TASK INSTRUCTIONS: Could you rewrite the records from the start through the line containing "97L224 82L229 69L229", swapping "birch tree bark" for "white birch bark" wherever it appears and leaving everything else as it is?

RECORDS SUPPLIED:
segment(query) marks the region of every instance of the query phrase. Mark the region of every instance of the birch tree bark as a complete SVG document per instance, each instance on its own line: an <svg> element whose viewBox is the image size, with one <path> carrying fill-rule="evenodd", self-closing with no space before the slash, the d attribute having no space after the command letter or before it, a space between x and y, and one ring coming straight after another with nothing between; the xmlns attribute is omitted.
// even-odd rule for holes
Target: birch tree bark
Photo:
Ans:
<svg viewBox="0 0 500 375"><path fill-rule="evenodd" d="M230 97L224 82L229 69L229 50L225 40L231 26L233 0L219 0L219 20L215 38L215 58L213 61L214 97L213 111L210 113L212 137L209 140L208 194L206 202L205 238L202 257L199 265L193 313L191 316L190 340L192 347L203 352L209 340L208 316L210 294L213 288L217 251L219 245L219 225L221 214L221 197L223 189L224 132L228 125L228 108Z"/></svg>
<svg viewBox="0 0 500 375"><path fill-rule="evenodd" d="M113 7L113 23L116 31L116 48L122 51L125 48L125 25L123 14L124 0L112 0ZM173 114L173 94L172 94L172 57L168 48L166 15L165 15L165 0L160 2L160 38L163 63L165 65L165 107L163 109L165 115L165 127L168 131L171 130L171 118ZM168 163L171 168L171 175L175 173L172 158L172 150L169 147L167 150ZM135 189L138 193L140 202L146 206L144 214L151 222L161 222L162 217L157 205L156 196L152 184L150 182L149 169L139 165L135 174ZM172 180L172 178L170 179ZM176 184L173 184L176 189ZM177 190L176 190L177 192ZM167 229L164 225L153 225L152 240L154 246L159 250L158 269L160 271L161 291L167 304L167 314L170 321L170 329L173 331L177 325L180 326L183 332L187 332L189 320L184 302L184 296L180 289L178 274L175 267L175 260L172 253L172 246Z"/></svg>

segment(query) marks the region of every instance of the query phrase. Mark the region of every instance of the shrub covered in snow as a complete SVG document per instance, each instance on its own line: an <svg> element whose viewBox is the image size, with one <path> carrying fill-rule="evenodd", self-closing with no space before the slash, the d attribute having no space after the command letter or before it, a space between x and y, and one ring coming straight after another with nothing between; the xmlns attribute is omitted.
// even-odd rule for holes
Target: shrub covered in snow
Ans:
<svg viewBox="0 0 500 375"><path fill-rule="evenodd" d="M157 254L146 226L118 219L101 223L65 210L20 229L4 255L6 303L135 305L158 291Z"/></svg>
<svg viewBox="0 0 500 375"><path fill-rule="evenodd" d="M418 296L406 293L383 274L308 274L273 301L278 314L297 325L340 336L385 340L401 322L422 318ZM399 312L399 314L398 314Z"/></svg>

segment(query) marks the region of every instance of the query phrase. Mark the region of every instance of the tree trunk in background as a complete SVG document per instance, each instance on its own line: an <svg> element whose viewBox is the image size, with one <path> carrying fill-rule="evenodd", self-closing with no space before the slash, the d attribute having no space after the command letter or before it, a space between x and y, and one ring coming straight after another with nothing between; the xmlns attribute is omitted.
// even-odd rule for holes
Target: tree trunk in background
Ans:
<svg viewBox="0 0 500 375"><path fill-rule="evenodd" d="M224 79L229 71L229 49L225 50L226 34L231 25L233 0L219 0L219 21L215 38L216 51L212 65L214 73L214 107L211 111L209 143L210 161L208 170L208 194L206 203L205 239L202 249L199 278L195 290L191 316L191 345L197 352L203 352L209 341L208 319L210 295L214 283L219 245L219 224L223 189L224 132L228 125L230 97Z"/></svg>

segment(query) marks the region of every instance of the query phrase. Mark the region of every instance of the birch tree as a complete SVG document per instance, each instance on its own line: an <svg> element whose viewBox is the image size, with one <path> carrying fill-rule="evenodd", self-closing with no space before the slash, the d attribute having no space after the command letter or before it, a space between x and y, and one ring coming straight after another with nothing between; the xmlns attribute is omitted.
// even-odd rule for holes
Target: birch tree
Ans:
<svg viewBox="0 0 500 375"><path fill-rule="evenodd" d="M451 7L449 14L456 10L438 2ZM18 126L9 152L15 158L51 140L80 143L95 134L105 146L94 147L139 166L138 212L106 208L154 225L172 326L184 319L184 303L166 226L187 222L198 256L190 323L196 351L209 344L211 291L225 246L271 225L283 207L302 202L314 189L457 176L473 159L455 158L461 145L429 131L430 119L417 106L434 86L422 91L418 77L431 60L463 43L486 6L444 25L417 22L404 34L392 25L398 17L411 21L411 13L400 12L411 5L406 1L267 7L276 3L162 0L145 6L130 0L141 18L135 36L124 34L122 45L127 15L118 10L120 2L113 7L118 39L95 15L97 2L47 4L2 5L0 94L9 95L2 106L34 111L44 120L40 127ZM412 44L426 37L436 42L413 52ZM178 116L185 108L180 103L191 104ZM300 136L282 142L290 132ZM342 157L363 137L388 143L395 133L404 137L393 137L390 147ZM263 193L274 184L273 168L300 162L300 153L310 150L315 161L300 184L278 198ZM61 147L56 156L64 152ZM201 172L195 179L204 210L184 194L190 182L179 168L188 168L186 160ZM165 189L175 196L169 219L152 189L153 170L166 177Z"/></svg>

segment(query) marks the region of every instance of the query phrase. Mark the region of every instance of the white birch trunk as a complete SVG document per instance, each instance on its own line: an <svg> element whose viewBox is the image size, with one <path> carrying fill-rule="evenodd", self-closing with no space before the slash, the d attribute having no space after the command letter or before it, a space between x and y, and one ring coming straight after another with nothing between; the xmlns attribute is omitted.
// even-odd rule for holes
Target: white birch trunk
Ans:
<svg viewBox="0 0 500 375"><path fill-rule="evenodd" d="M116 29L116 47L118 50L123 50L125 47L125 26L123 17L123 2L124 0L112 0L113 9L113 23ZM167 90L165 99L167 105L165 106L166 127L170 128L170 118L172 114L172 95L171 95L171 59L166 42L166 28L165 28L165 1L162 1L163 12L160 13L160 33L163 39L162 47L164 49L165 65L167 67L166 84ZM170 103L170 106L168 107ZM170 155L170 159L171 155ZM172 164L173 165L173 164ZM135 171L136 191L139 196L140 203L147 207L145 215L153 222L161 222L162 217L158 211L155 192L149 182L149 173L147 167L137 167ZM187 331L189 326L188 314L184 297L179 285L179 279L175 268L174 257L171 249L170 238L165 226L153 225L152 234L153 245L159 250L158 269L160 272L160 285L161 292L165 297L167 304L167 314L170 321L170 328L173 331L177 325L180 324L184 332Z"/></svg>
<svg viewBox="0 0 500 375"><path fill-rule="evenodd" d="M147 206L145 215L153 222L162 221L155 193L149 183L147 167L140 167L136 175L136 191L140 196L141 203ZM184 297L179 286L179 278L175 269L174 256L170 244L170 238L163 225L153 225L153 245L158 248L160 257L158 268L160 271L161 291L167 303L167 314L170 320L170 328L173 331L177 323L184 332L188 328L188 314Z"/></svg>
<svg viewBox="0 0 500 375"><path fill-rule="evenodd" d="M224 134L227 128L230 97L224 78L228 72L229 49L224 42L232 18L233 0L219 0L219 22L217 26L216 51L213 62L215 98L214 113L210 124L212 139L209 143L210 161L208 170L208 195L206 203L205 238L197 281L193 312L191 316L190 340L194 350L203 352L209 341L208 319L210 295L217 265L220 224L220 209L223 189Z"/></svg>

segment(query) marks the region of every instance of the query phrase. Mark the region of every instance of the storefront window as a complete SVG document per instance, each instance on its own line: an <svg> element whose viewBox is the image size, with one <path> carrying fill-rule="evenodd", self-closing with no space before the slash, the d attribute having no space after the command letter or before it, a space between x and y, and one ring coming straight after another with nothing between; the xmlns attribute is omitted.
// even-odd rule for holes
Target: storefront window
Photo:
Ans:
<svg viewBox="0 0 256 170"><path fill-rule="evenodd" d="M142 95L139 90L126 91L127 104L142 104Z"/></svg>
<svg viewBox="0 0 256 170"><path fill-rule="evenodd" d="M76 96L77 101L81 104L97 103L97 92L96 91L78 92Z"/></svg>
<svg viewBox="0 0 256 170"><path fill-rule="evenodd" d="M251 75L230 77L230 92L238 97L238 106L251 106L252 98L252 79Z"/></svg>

EXERCISE RESULT:
segment(query) marks the region of every instance of the query phrase. Mark the region of every instance of the white birch bark as a complete SVG document per instance, each instance on its own line: an <svg> element whose viewBox is the image size, with one <path> carrying fill-rule="evenodd", self-closing with no space before the slash, the d attribute having no space after the command letter or before it, a space between x and y, and one ring coming straight after another with nothing between; the xmlns attribute is omitted.
// even-odd rule for holes
Target: white birch bark
Photo:
Ans:
<svg viewBox="0 0 500 375"><path fill-rule="evenodd" d="M230 97L224 82L229 69L229 50L225 40L231 26L233 0L219 0L219 20L215 38L215 58L213 61L214 97L213 111L210 113L212 137L209 140L208 194L206 202L205 238L202 257L199 265L193 313L191 316L190 340L192 347L203 352L209 340L208 316L210 294L213 288L217 251L219 245L219 225L221 214L221 197L223 189L224 132L228 125L228 108Z"/></svg>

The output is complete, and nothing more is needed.